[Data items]
******************************

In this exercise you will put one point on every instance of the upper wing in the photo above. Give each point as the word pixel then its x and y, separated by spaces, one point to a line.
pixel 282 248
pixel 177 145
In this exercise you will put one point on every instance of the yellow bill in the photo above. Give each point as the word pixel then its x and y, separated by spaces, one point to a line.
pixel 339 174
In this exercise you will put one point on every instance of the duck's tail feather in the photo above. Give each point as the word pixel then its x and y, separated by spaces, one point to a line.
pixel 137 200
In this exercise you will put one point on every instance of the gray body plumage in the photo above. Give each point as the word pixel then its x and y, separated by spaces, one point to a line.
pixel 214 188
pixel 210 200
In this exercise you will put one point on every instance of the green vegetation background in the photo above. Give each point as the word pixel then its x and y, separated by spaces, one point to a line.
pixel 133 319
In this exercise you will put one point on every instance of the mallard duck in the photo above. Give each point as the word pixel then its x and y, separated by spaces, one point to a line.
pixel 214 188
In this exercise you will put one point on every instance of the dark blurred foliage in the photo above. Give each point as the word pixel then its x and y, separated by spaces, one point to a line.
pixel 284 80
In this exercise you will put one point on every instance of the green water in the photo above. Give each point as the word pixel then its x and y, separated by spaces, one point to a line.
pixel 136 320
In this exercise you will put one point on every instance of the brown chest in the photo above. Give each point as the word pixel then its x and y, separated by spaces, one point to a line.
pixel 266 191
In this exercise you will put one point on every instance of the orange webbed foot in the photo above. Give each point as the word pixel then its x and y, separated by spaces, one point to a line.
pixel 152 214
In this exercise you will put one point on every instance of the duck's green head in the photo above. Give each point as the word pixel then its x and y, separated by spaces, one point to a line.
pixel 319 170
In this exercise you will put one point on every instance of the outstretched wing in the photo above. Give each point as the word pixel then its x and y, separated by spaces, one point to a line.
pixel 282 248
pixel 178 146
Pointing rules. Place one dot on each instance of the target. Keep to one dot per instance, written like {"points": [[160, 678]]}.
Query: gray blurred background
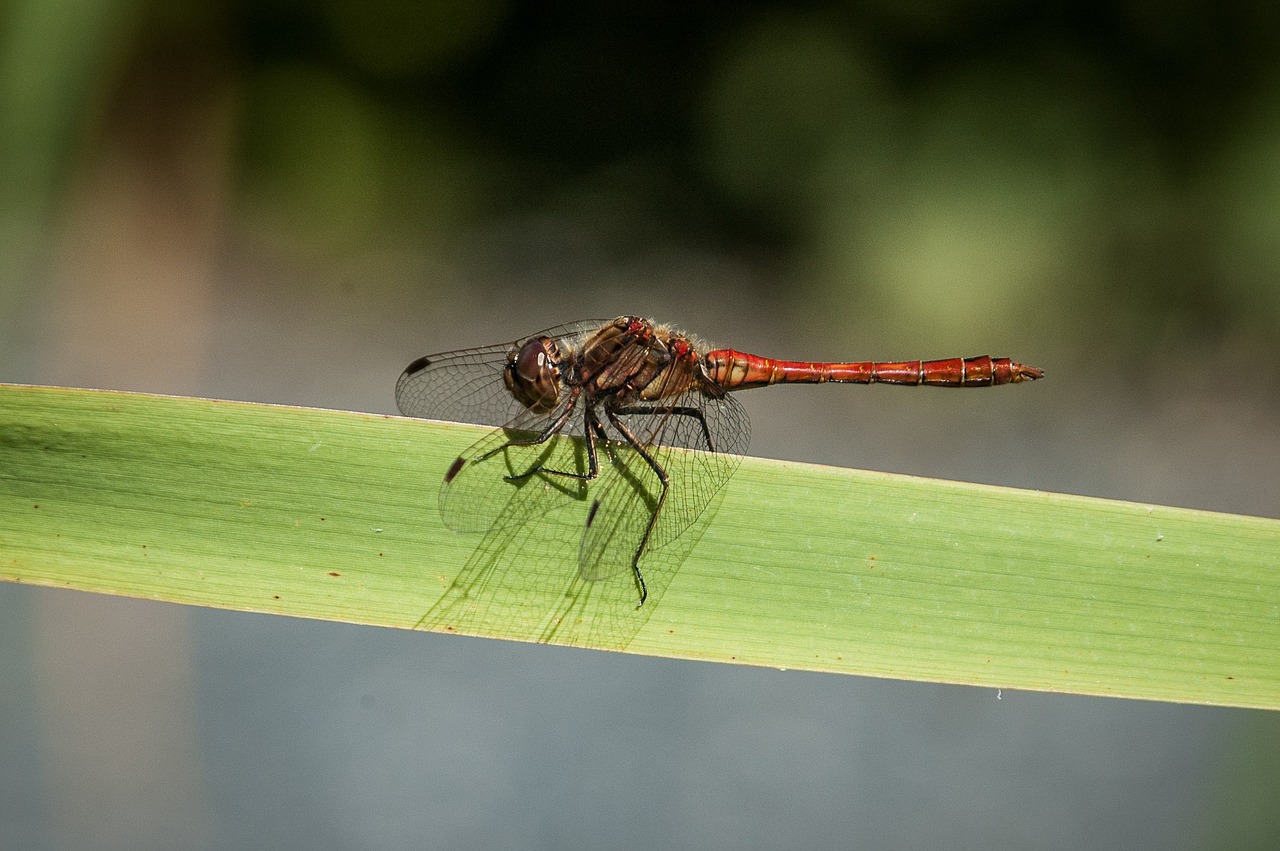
{"points": [[287, 201]]}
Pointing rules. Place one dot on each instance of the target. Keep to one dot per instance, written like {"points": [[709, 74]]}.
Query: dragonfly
{"points": [[632, 420]]}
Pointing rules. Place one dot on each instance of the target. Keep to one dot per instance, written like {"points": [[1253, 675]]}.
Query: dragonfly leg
{"points": [[662, 498], [593, 466]]}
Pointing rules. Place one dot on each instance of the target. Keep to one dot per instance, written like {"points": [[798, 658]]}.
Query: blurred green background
{"points": [[288, 201]]}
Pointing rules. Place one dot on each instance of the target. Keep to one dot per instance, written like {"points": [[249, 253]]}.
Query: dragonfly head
{"points": [[533, 374]]}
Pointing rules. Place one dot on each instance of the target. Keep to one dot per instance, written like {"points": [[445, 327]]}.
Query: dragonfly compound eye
{"points": [[533, 374]]}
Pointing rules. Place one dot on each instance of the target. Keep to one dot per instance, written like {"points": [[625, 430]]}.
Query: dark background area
{"points": [[288, 201]]}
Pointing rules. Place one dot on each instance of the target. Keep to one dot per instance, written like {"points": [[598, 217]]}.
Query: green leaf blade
{"points": [[333, 515]]}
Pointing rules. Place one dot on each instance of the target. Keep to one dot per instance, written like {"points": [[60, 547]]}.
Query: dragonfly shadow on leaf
{"points": [[528, 577]]}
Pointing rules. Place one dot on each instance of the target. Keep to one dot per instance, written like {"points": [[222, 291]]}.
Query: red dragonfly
{"points": [[653, 402]]}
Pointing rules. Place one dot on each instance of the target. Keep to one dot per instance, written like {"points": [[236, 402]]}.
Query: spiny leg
{"points": [[662, 498], [552, 429], [593, 467]]}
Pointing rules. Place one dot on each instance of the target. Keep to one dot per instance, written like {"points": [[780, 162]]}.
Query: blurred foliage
{"points": [[1097, 169]]}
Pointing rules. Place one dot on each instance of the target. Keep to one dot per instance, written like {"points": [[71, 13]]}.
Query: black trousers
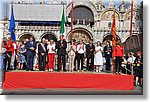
{"points": [[7, 60], [108, 64], [63, 60], [118, 62], [42, 62], [90, 62], [80, 58]]}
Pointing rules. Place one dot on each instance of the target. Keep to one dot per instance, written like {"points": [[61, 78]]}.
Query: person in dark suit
{"points": [[90, 49], [42, 53], [61, 47], [30, 53]]}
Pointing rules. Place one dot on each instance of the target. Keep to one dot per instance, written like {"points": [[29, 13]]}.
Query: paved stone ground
{"points": [[137, 91]]}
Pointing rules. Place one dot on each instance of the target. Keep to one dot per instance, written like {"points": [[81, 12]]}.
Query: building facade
{"points": [[92, 20]]}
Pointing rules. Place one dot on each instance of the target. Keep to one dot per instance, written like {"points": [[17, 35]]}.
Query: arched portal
{"points": [[49, 36], [80, 34], [83, 15], [24, 37]]}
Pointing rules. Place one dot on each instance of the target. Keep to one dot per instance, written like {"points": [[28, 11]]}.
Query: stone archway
{"points": [[80, 34], [25, 36], [85, 3]]}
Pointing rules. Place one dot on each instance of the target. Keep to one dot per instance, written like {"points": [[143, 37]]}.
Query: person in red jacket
{"points": [[118, 56]]}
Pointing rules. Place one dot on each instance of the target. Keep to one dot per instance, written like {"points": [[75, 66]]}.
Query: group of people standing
{"points": [[32, 55]]}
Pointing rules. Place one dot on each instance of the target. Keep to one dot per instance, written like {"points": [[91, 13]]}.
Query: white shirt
{"points": [[50, 47], [81, 49]]}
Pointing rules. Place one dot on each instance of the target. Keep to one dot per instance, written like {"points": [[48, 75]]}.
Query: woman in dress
{"points": [[21, 55], [36, 65], [118, 56], [51, 55], [98, 59], [71, 54]]}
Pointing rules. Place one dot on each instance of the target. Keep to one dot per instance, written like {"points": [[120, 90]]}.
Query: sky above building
{"points": [[4, 4]]}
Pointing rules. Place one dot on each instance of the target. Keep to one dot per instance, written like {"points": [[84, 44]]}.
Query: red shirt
{"points": [[119, 51]]}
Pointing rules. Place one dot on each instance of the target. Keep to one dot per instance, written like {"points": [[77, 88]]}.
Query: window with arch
{"points": [[107, 16]]}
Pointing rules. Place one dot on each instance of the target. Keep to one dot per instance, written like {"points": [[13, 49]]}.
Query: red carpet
{"points": [[32, 80]]}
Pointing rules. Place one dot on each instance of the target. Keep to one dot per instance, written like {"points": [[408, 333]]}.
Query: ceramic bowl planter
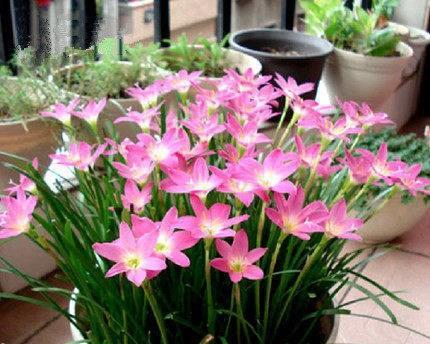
{"points": [[329, 324], [288, 53], [393, 220], [361, 78]]}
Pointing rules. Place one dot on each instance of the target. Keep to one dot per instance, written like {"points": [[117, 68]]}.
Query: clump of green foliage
{"points": [[201, 54], [23, 96], [101, 73], [356, 30], [409, 148]]}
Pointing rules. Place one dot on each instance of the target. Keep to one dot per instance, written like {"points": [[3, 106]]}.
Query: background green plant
{"points": [[210, 57], [23, 96], [354, 30], [99, 72]]}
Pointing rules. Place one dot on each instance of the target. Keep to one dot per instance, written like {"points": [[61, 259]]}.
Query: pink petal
{"points": [[240, 244], [220, 264], [255, 254], [118, 268], [253, 272], [223, 248], [108, 250], [136, 276], [179, 258]]}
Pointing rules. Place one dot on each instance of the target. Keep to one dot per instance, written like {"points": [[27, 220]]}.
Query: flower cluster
{"points": [[200, 188]]}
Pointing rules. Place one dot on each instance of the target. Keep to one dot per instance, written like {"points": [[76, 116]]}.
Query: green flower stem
{"points": [[269, 283], [149, 293], [236, 290], [258, 244], [281, 120], [287, 131], [310, 261], [211, 313]]}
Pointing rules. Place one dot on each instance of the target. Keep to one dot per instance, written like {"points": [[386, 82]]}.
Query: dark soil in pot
{"points": [[288, 53]]}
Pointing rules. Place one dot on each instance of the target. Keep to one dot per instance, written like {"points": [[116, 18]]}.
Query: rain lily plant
{"points": [[203, 229]]}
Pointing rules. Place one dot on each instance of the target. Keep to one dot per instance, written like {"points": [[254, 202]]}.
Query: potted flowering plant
{"points": [[204, 229], [368, 61], [404, 209]]}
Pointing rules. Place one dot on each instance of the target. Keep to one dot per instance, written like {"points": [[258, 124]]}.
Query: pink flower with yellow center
{"points": [[210, 223], [292, 217], [17, 215], [170, 242], [246, 135], [136, 168], [237, 260], [133, 256], [272, 174], [197, 181], [339, 225], [133, 197]]}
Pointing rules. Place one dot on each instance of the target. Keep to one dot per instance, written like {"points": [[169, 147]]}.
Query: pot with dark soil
{"points": [[288, 53]]}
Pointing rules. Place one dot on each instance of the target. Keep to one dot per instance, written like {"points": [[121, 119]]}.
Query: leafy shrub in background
{"points": [[355, 30]]}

******************************

TASK STATEMENT -
Which lines run from the one containing "Query: rain lily plant" to the final line of the entries? Return those lines exactly, and only those.

EXERCISE SOLUTION -
Query: rain lily plant
{"points": [[203, 229]]}
Pointing rules. Place one dot on each instance of the target. Keep to one dot per instance, written like {"points": [[254, 202]]}.
Query: potted flowering plant
{"points": [[204, 229], [368, 61], [404, 209]]}
Pointing rules. Place one dot on each instance of the target. Keep to one dot per instance, written like {"points": [[258, 124]]}.
Query: pink flower with yellow center
{"points": [[210, 223], [292, 217], [17, 215], [170, 242], [246, 135], [136, 168], [237, 260], [133, 256], [272, 174], [197, 181], [339, 225], [133, 197]]}
Pointing rules. Place one dot on each instance of the target. Keep to one dot per instance, written like {"points": [[169, 147]]}.
Query: pot with dark soil
{"points": [[288, 53]]}
Pointing rules. Place one dot on each instance of the target. Keep to one dot per instance, written like {"points": [[121, 119]]}.
Query: leafy shrub in background
{"points": [[355, 30]]}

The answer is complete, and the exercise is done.